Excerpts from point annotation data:
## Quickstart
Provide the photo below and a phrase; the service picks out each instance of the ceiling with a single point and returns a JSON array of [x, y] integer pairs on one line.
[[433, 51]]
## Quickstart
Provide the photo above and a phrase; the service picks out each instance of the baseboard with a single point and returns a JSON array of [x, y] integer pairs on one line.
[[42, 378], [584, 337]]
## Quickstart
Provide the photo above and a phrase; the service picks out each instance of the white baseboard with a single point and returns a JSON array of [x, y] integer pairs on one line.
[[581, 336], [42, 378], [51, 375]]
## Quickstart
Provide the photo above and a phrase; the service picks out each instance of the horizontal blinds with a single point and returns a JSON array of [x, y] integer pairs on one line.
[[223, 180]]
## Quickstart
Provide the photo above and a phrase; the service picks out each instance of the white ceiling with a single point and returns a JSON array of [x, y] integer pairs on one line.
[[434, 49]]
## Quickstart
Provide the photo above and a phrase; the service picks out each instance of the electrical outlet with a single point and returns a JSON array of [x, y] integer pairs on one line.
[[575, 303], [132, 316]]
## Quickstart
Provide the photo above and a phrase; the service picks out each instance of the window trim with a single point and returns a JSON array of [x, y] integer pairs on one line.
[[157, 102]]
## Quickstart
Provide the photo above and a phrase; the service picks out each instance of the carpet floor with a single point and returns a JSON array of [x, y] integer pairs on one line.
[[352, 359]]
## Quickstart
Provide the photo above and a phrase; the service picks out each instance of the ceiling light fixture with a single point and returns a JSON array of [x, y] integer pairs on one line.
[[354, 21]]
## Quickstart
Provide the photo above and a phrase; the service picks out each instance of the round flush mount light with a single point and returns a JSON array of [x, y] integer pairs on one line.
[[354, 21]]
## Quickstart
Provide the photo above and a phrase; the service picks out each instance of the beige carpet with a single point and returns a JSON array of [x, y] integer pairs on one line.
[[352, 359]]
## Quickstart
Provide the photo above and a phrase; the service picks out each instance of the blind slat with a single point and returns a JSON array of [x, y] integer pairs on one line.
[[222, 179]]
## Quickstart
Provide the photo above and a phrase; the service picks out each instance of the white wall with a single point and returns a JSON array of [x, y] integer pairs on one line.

> **What this task involves**
Retype every record above exactly as written.

> **Exercise output**
## Quickstart
Provide the photo below and a phrase; the service picks out each instance of the ceiling with a single point and returns a JSON array of [x, y] integer pairs on one line.
[[433, 51]]
## Quickstart
Provide the photo above and a phrase; the service picks out each instance of the baseboard with a single point and returns a JSON array of [x, y] integer pairs on one line.
[[42, 378], [584, 337]]
## Quickstart
Provide the photo above and a phrase; the service picks out each instance of the white baseboard with a single point and returns a JSON array of [x, y] integer pairs on one line.
[[581, 336], [42, 378], [51, 375]]
## Quickstart
Provide the photo above and a phrase; the service picks out each instance of the horizontal blinds with a single point and returns a JSON array of [x, y] integer pairs on one line.
[[223, 180]]
## Quickstart
Provide the photo above and a phrase; the service picks out each instance of the white ceiling with a single point and returns a JSON array of [x, y] integer pairs on one line.
[[434, 49]]
## Quickstart
Provide the photo above and a phrase; the service picks out each instance of the electrical outlet with a single point and returns a JSON array of [x, y] integer pairs on one line.
[[575, 303], [132, 316]]
## Quickstart
Provide the photo above and a phrase; the service picks out each instance of the window trim with a single point and returns a JSON array of [x, y] integer pairs on one line.
[[157, 102]]
## Quickstart
Provide the photo above and a phrase; the service picks out each instance of the carpet floor with a single point and returns a JSON array of [x, y] integer pairs on one line.
[[352, 359]]
## Quickstart
Provide the photo above and a phrase; the service picks out each instance of the ceiling light fixture with a single point and returns a JSON array of [x, y] integer pairs on one line.
[[354, 21]]
## Quickstart
Provide the photo above and a phrase; the service picks out each instance of the round flush mount light with a single point and returns a JSON array of [x, y] integer pairs on one line.
[[354, 21]]
## Quickstart
Provide the photo above and a phrase; the service picks out each instance of the beige carpet with a single point and returns a JSON array of [x, y] integer pairs on one line.
[[352, 359]]
## Quickstart
Provide the photo above and a phrase; the service picks out each instance of the blind slat with a single point and returns a JSON array of [x, y] integer pairs on one line.
[[222, 179]]
## Quickstart
Provide the photo above and a phrase; the service picks out each instance of the white wall with a single point and returns a JSON array of [x, y] integer pairs on one line.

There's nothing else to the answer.